Convert the listing below into a numbered list with one item per line, skipping blank lines. Leave the pictures out.
---
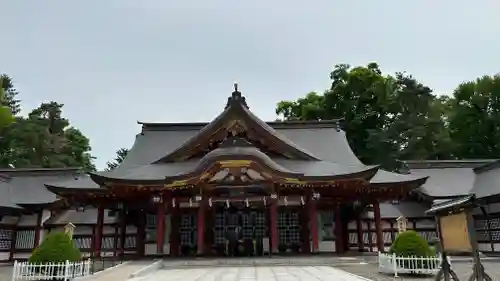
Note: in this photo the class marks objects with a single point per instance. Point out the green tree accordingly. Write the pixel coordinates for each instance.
(385, 117)
(120, 156)
(475, 118)
(5, 113)
(56, 247)
(45, 139)
(10, 94)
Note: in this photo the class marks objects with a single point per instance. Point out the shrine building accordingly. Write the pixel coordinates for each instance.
(237, 186)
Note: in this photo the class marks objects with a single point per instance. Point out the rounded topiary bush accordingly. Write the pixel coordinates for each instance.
(410, 243)
(56, 247)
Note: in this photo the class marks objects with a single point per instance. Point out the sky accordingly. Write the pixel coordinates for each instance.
(115, 62)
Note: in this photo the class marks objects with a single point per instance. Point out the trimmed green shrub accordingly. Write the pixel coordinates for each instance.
(410, 243)
(56, 247)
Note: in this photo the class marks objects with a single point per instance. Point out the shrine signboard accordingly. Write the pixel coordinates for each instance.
(457, 235)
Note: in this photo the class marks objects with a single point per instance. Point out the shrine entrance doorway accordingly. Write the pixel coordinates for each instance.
(240, 231)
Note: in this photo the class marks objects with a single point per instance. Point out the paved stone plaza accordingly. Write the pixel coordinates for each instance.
(257, 273)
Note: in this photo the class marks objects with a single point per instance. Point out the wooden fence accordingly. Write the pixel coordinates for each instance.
(392, 264)
(50, 271)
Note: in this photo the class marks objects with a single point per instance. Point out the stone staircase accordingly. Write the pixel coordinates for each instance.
(264, 261)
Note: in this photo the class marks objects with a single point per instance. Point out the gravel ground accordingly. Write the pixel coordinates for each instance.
(462, 268)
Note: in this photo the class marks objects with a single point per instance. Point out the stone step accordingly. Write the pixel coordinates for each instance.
(262, 261)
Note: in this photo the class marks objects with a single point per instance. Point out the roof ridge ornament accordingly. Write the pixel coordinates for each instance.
(236, 98)
(235, 141)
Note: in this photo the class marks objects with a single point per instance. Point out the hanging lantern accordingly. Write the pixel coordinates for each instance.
(316, 195)
(156, 199)
(402, 224)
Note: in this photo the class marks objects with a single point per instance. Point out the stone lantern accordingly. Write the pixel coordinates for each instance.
(402, 223)
(69, 229)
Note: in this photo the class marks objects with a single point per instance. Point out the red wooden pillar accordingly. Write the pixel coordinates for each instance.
(13, 239)
(200, 228)
(141, 235)
(115, 240)
(273, 221)
(378, 227)
(98, 231)
(174, 231)
(160, 227)
(123, 230)
(313, 219)
(359, 232)
(339, 235)
(305, 234)
(38, 228)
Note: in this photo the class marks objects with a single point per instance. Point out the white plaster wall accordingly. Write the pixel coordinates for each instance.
(4, 256)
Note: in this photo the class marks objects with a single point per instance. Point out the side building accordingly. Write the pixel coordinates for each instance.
(234, 186)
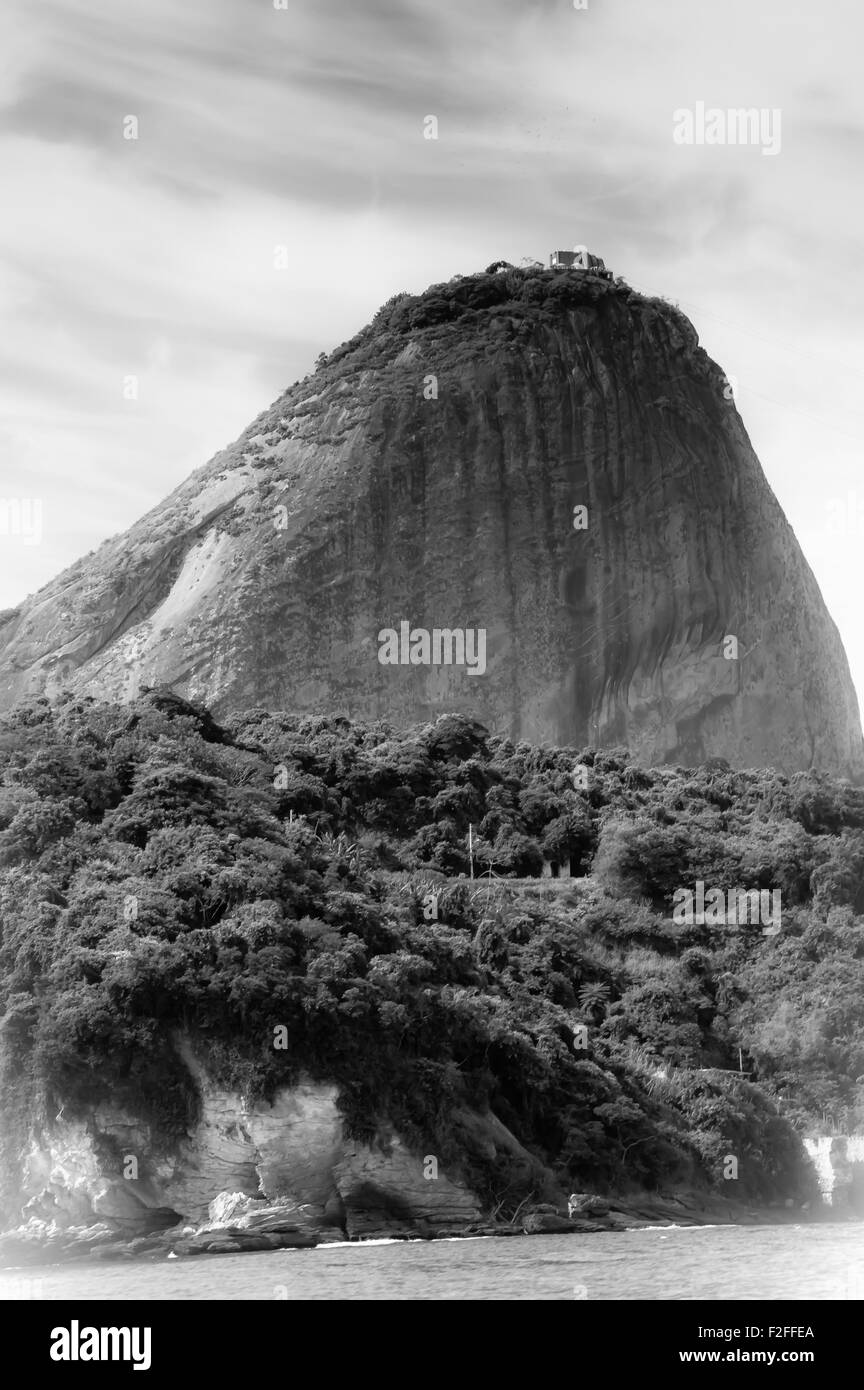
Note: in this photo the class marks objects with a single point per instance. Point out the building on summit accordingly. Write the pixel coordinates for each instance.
(579, 259)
---
**Exercise response:**
1. Note: in this photo the class marks objects with a single point per instance. Point out the green tree accordingly. Write the pixel coordinates for each instance.
2. (385, 117)
3. (120, 156)
4. (475, 118)
5. (5, 113)
6. (56, 247)
7. (45, 139)
8. (10, 94)
9. Note: in this photo the class marks objects with a single point per instance. Point out the shrine building accordingly. Write the pixel coordinates for each instance.
10. (237, 186)
11. Note: in this photo the class marks objects with a single point per instance. Point out the rounded topiary bush accordingly. Write the pixel coordinates for each instance.
12. (410, 243)
13. (56, 247)
14. Note: in this photo the class marks objects with a single point per instance. Point out the sky accordingly. Write the pixel coordinates for each instance.
15. (115, 62)
16. Note: in this photo the class marks objects with a single point per instance. Point out the trimmed green shrub accordingly. Write the pixel coordinates for each instance.
17. (410, 243)
18. (56, 247)
19. Note: in this photo the class marks objects with a single point per instance. Point out the shrine signboard accordingly. Write the pixel coordinates for each instance.
20. (457, 235)
21. Note: in this photo the class marks objects with a single point per instance. Point out the shrine entrance doorway accordingly. Write the pixel coordinates for each instance.
22. (240, 231)
23. Note: in this photo the class marks objects with a single point per instance. Point out the paved stone plaza accordingly. Write the pixel coordinates for each instance.
24. (257, 273)
25. Note: in this photo the class marks objects with a single point per instance. Point out the wooden fence accordingly. Write the pixel coordinates for each instance.
26. (392, 264)
27. (50, 271)
28. Note: in this photo the class marks objects with a single point per instance. Point out the stone staircase accordingly. Write the pixel coordinates for each instance.
29. (264, 261)
30. Note: in this photo the class marks objects with a single point per instance. Point out the gravel ground accordingly. Write the pixel coordinates for each instance.
31. (462, 268)
32. Note: in this photo the class marks objects with a single point per instance. Point out the stone step accordingly. Write the pixel coordinates for each instance.
33. (262, 261)
34. Note: in this photo the class marks objects with a single point per instance. Point out the roof ridge ornament accordingly. Write the pixel coordinates for each instance.
35. (236, 98)
36. (235, 141)
37. Note: in this photo the class marks objects with a single point per instance. Point out the hanging lantern accordingly. Write the pixel coordinates for each instance.
38. (316, 195)
39. (156, 199)
40. (402, 224)
41. Note: in this photo the class marks objects with a single point per instance. Point out the stone lantern accordingly. Write the pixel coordinates for each instance.
42. (402, 223)
43. (69, 229)
44. Note: in this photo the class marks objects with a single point per instance. Point out the red wooden pillar accordingly. Write the pixel coordinates for each instance.
45. (13, 239)
46. (200, 228)
47. (141, 235)
48. (115, 240)
49. (273, 221)
50. (378, 227)
51. (98, 231)
52. (174, 231)
53. (160, 227)
54. (123, 230)
55. (313, 219)
56. (359, 232)
57. (339, 235)
58. (305, 234)
59. (38, 228)
60. Note: in this photo the class marks objects with a single point per instance. Point out the white plaster wall accordingly. Write the pixel coordinates for each instance.
61. (4, 256)
62. Note: in this photo the class marks objects with a single point per instance. Point out the side building accordingly. Write the pixel coordinates for each instance.
63. (234, 186)
64. Note: in this photo the class marks objects with a single point per instance. Point out the building on summit accordingly. Write the pixel coordinates for each instance.
65. (579, 259)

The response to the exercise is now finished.